[YOUR TASK]:
Gather every line below that contains the word "green" and copy each of those lines out in full.
------ PROVIDED RECORDS
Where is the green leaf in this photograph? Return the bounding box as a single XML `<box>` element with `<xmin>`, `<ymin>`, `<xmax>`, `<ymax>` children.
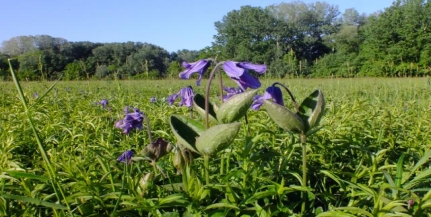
<box><xmin>196</xmin><ymin>122</ymin><xmax>241</xmax><ymax>155</ymax></box>
<box><xmin>216</xmin><ymin>89</ymin><xmax>257</xmax><ymax>123</ymax></box>
<box><xmin>193</xmin><ymin>94</ymin><xmax>218</xmax><ymax>124</ymax></box>
<box><xmin>170</xmin><ymin>115</ymin><xmax>205</xmax><ymax>153</ymax></box>
<box><xmin>298</xmin><ymin>90</ymin><xmax>325</xmax><ymax>132</ymax></box>
<box><xmin>0</xmin><ymin>194</ymin><xmax>67</xmax><ymax>209</ymax></box>
<box><xmin>263</xmin><ymin>100</ymin><xmax>305</xmax><ymax>133</ymax></box>
<box><xmin>7</xmin><ymin>171</ymin><xmax>49</xmax><ymax>181</ymax></box>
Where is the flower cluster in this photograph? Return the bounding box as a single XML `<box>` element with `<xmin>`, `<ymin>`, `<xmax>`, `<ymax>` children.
<box><xmin>115</xmin><ymin>107</ymin><xmax>144</xmax><ymax>134</ymax></box>
<box><xmin>166</xmin><ymin>86</ymin><xmax>194</xmax><ymax>108</ymax></box>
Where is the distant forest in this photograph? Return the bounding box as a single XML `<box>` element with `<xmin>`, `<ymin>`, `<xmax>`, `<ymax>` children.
<box><xmin>0</xmin><ymin>0</ymin><xmax>431</xmax><ymax>80</ymax></box>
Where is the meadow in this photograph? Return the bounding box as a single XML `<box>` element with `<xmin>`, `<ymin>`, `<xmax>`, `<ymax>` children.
<box><xmin>0</xmin><ymin>78</ymin><xmax>431</xmax><ymax>217</ymax></box>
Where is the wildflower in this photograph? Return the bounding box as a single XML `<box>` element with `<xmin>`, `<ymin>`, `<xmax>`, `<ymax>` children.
<box><xmin>115</xmin><ymin>107</ymin><xmax>144</xmax><ymax>134</ymax></box>
<box><xmin>223</xmin><ymin>87</ymin><xmax>244</xmax><ymax>101</ymax></box>
<box><xmin>166</xmin><ymin>86</ymin><xmax>194</xmax><ymax>108</ymax></box>
<box><xmin>251</xmin><ymin>86</ymin><xmax>284</xmax><ymax>110</ymax></box>
<box><xmin>223</xmin><ymin>61</ymin><xmax>266</xmax><ymax>90</ymax></box>
<box><xmin>97</xmin><ymin>99</ymin><xmax>108</xmax><ymax>108</ymax></box>
<box><xmin>180</xmin><ymin>59</ymin><xmax>210</xmax><ymax>86</ymax></box>
<box><xmin>117</xmin><ymin>150</ymin><xmax>133</xmax><ymax>163</ymax></box>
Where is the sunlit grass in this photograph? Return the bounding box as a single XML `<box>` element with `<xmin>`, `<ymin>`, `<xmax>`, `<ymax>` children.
<box><xmin>0</xmin><ymin>78</ymin><xmax>431</xmax><ymax>216</ymax></box>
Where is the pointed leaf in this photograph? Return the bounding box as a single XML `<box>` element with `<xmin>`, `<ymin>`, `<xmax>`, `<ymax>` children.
<box><xmin>216</xmin><ymin>89</ymin><xmax>257</xmax><ymax>123</ymax></box>
<box><xmin>193</xmin><ymin>94</ymin><xmax>218</xmax><ymax>124</ymax></box>
<box><xmin>196</xmin><ymin>122</ymin><xmax>241</xmax><ymax>155</ymax></box>
<box><xmin>170</xmin><ymin>115</ymin><xmax>205</xmax><ymax>153</ymax></box>
<box><xmin>263</xmin><ymin>100</ymin><xmax>305</xmax><ymax>133</ymax></box>
<box><xmin>299</xmin><ymin>90</ymin><xmax>325</xmax><ymax>131</ymax></box>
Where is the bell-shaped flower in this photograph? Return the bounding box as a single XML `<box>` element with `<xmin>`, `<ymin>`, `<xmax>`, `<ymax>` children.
<box><xmin>223</xmin><ymin>61</ymin><xmax>266</xmax><ymax>90</ymax></box>
<box><xmin>117</xmin><ymin>150</ymin><xmax>133</xmax><ymax>163</ymax></box>
<box><xmin>223</xmin><ymin>87</ymin><xmax>244</xmax><ymax>102</ymax></box>
<box><xmin>166</xmin><ymin>86</ymin><xmax>194</xmax><ymax>108</ymax></box>
<box><xmin>251</xmin><ymin>86</ymin><xmax>284</xmax><ymax>110</ymax></box>
<box><xmin>115</xmin><ymin>107</ymin><xmax>144</xmax><ymax>134</ymax></box>
<box><xmin>180</xmin><ymin>59</ymin><xmax>210</xmax><ymax>86</ymax></box>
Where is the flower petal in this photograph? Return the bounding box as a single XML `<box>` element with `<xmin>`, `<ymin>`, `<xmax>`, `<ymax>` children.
<box><xmin>237</xmin><ymin>62</ymin><xmax>266</xmax><ymax>74</ymax></box>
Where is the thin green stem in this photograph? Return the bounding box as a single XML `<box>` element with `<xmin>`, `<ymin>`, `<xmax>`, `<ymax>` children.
<box><xmin>272</xmin><ymin>82</ymin><xmax>299</xmax><ymax>113</ymax></box>
<box><xmin>142</xmin><ymin>113</ymin><xmax>153</xmax><ymax>144</ymax></box>
<box><xmin>204</xmin><ymin>154</ymin><xmax>210</xmax><ymax>185</ymax></box>
<box><xmin>301</xmin><ymin>134</ymin><xmax>307</xmax><ymax>213</ymax></box>
<box><xmin>205</xmin><ymin>61</ymin><xmax>224</xmax><ymax>129</ymax></box>
<box><xmin>8</xmin><ymin>59</ymin><xmax>74</xmax><ymax>216</ymax></box>
<box><xmin>111</xmin><ymin>161</ymin><xmax>128</xmax><ymax>216</ymax></box>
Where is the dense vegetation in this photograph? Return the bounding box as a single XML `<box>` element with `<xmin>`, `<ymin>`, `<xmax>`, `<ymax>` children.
<box><xmin>0</xmin><ymin>78</ymin><xmax>431</xmax><ymax>217</ymax></box>
<box><xmin>0</xmin><ymin>0</ymin><xmax>431</xmax><ymax>80</ymax></box>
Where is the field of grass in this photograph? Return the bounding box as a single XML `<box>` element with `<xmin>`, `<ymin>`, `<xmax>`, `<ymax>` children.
<box><xmin>0</xmin><ymin>78</ymin><xmax>431</xmax><ymax>217</ymax></box>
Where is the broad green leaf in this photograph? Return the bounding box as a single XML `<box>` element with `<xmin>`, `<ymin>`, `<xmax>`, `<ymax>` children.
<box><xmin>7</xmin><ymin>170</ymin><xmax>49</xmax><ymax>181</ymax></box>
<box><xmin>170</xmin><ymin>115</ymin><xmax>205</xmax><ymax>153</ymax></box>
<box><xmin>216</xmin><ymin>89</ymin><xmax>257</xmax><ymax>123</ymax></box>
<box><xmin>298</xmin><ymin>90</ymin><xmax>325</xmax><ymax>131</ymax></box>
<box><xmin>0</xmin><ymin>194</ymin><xmax>67</xmax><ymax>209</ymax></box>
<box><xmin>193</xmin><ymin>94</ymin><xmax>218</xmax><ymax>124</ymax></box>
<box><xmin>196</xmin><ymin>122</ymin><xmax>241</xmax><ymax>155</ymax></box>
<box><xmin>263</xmin><ymin>100</ymin><xmax>305</xmax><ymax>133</ymax></box>
<box><xmin>204</xmin><ymin>203</ymin><xmax>240</xmax><ymax>210</ymax></box>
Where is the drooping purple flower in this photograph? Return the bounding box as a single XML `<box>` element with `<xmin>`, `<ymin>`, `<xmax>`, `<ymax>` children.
<box><xmin>251</xmin><ymin>86</ymin><xmax>284</xmax><ymax>110</ymax></box>
<box><xmin>223</xmin><ymin>87</ymin><xmax>244</xmax><ymax>101</ymax></box>
<box><xmin>223</xmin><ymin>61</ymin><xmax>266</xmax><ymax>90</ymax></box>
<box><xmin>117</xmin><ymin>150</ymin><xmax>133</xmax><ymax>163</ymax></box>
<box><xmin>166</xmin><ymin>86</ymin><xmax>194</xmax><ymax>108</ymax></box>
<box><xmin>180</xmin><ymin>59</ymin><xmax>210</xmax><ymax>86</ymax></box>
<box><xmin>97</xmin><ymin>99</ymin><xmax>108</xmax><ymax>109</ymax></box>
<box><xmin>115</xmin><ymin>107</ymin><xmax>144</xmax><ymax>134</ymax></box>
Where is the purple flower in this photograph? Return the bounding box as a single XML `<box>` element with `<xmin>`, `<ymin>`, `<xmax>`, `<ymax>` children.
<box><xmin>251</xmin><ymin>86</ymin><xmax>284</xmax><ymax>110</ymax></box>
<box><xmin>223</xmin><ymin>87</ymin><xmax>244</xmax><ymax>101</ymax></box>
<box><xmin>115</xmin><ymin>107</ymin><xmax>144</xmax><ymax>134</ymax></box>
<box><xmin>97</xmin><ymin>99</ymin><xmax>108</xmax><ymax>108</ymax></box>
<box><xmin>166</xmin><ymin>86</ymin><xmax>194</xmax><ymax>108</ymax></box>
<box><xmin>117</xmin><ymin>150</ymin><xmax>133</xmax><ymax>163</ymax></box>
<box><xmin>223</xmin><ymin>61</ymin><xmax>266</xmax><ymax>90</ymax></box>
<box><xmin>180</xmin><ymin>59</ymin><xmax>210</xmax><ymax>86</ymax></box>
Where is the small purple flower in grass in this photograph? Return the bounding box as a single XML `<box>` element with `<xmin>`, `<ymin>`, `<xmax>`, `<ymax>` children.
<box><xmin>115</xmin><ymin>107</ymin><xmax>144</xmax><ymax>134</ymax></box>
<box><xmin>97</xmin><ymin>99</ymin><xmax>108</xmax><ymax>109</ymax></box>
<box><xmin>166</xmin><ymin>86</ymin><xmax>194</xmax><ymax>108</ymax></box>
<box><xmin>223</xmin><ymin>61</ymin><xmax>266</xmax><ymax>90</ymax></box>
<box><xmin>180</xmin><ymin>59</ymin><xmax>210</xmax><ymax>86</ymax></box>
<box><xmin>117</xmin><ymin>150</ymin><xmax>133</xmax><ymax>163</ymax></box>
<box><xmin>251</xmin><ymin>86</ymin><xmax>284</xmax><ymax>110</ymax></box>
<box><xmin>223</xmin><ymin>87</ymin><xmax>244</xmax><ymax>102</ymax></box>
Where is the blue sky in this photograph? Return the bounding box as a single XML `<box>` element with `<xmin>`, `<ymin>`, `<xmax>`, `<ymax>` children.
<box><xmin>0</xmin><ymin>0</ymin><xmax>393</xmax><ymax>52</ymax></box>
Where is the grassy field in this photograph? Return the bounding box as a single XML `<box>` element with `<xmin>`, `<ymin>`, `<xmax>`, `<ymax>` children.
<box><xmin>0</xmin><ymin>78</ymin><xmax>431</xmax><ymax>216</ymax></box>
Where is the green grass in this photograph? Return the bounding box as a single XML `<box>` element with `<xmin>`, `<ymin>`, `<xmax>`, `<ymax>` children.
<box><xmin>0</xmin><ymin>78</ymin><xmax>431</xmax><ymax>216</ymax></box>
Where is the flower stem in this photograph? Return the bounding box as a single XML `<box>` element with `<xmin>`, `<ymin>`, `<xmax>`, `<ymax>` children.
------------
[TASK SOLUTION]:
Where is the green leaf in this photograph? Return the bounding box as a single XML `<box>` element with `<xmin>`, `<ymin>`, `<xmax>`, `<ymax>` children.
Where is the thin green stem in this photograph? Return the bounding box as a single XML `<box>` element with `<xmin>`, `<ymin>`, `<xmax>`, `<ymax>` children.
Where is the broad green leaf in this photograph? Return the bounding box as a single XML `<box>` element with `<xmin>`, `<ymin>`, `<xmax>`, `<ymax>` children.
Where is the green grass in this photograph? Return the bounding box as a single XML `<box>` element with `<xmin>`, `<ymin>`, `<xmax>`, `<ymax>` children.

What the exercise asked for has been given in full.